* [The tasks]:
A - Copy word for word the stretch from "Inclusion depends in" through "(See Section 5.)" in the passage on identifier internationalization.
B - Continue the passage on IETF identifier internationalization, starting after its final sentence.

═════ Text shown ═════

The registry is not a magic solution to all identifier ambiguity, and even refusing to permit registration of, or lookup of, every code point in the registry cannot ensure that misleading or confusing identifiers will never be created.
The mechanism that the IETF has come to prefer for internationalization of identifiers may be called "inclusion-based identifier internationalization", or "inclusion" for short. Under inclusion, the characters that are permissible in identifiers for a protocol are selected from the set of all Unicode characters. One starts with an empty set of characters, and then gradually adds characters to the set, usually based on Unicode properties (see below, and also Section 3).
Inclusion depends in part on assumptions the IETF made when the strategy was adopted and developed; some of those assumptions were about the relationships between different characters and the likelihood that similar such relationships would get added to future versions of Unicode. Those assumptions turn out not to have been true in every case. Code points at issue are among those to be listed in the registry defined here. (See Section 5.)

═════ Available data ═════

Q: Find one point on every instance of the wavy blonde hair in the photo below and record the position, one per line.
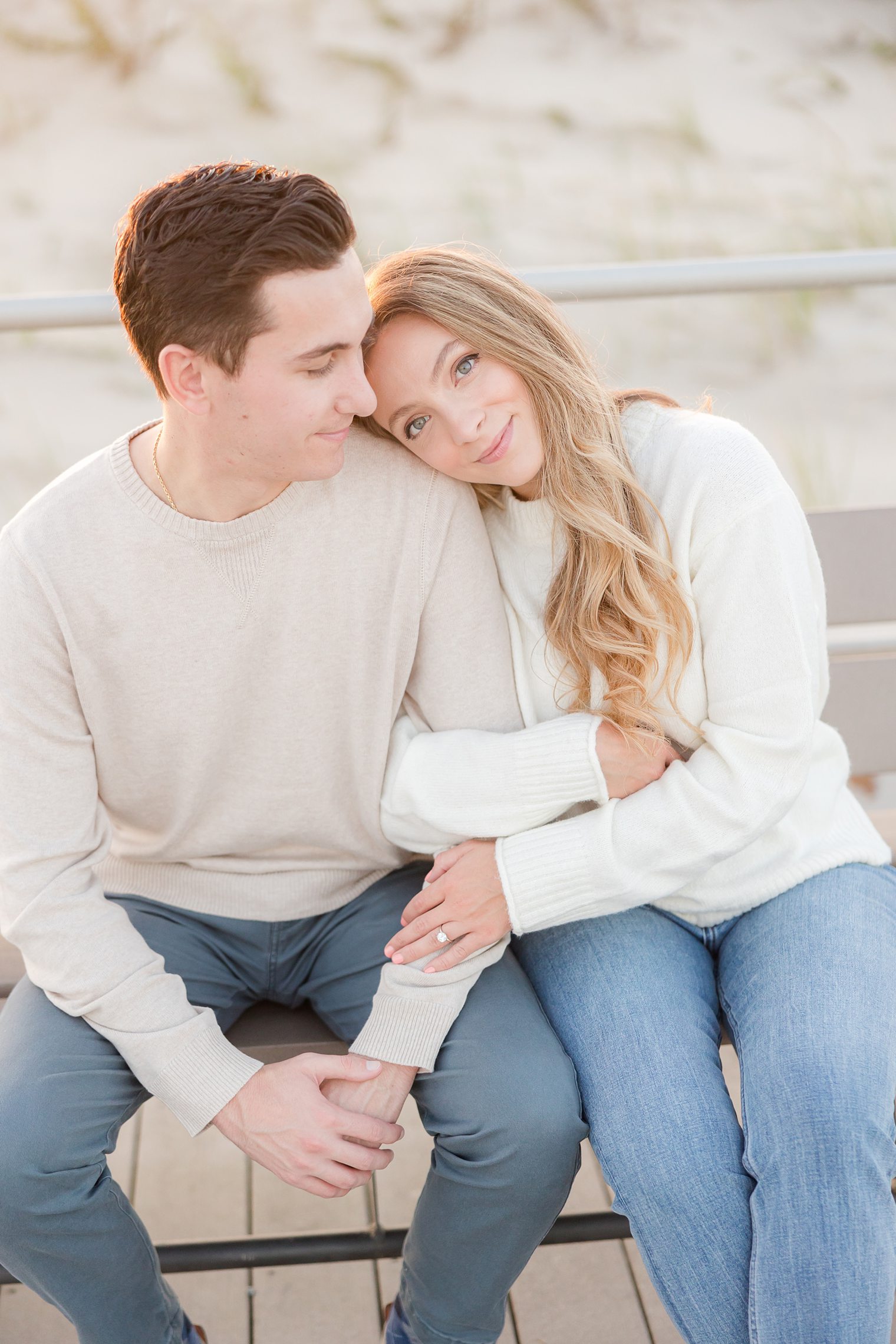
(614, 602)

═════

* [Task responses]:
A -
Inclusion depends in part on assumptions the IETF made when the strategy was adopted and developed; some of those assumptions were about the relationships between different characters and the likelihood that similar such relationships would get added to future versions of Unicode. Those assumptions turn out not to have been true in every case. Code points at issue are among those to be listed in the registry defined here. (See Section 5.)

B -
The intent of Unicode is to encode all known writing systems into a single coded character set. One consequence of that goal is that Unicode encodes an enormous number of characters. Another is that the work of Unicode does not end until every writing system is encoded; even after that, it needs to continue to track any changes in those writing systems.
Unicode encodes abstract characters, not glyphs. Because of the way Unicode was built up over time, there are sometimes multiple ways to encode the same abstract character. For example, an e with an acute accent may be written by combining U+0065 LATIN SMALL LETTER E and U+0031 COMBINING ACUTE ACCENT, or it may be written U+00E9 LATIN SMALL LETTER E WITH ACUTE. If Unicode encodes an abstract character in more than one way, then for most purposes the different encodings should all be treated as though they're the same character. This "canonical equivalence" between encodings of the same abstract characters is explicitly called out by Unicode. A lack of a defined canonical equivalence is tantamount to an assertion by Unicode that the two encodings do not represent the same abstract character, even if both happen to result in the same appearance.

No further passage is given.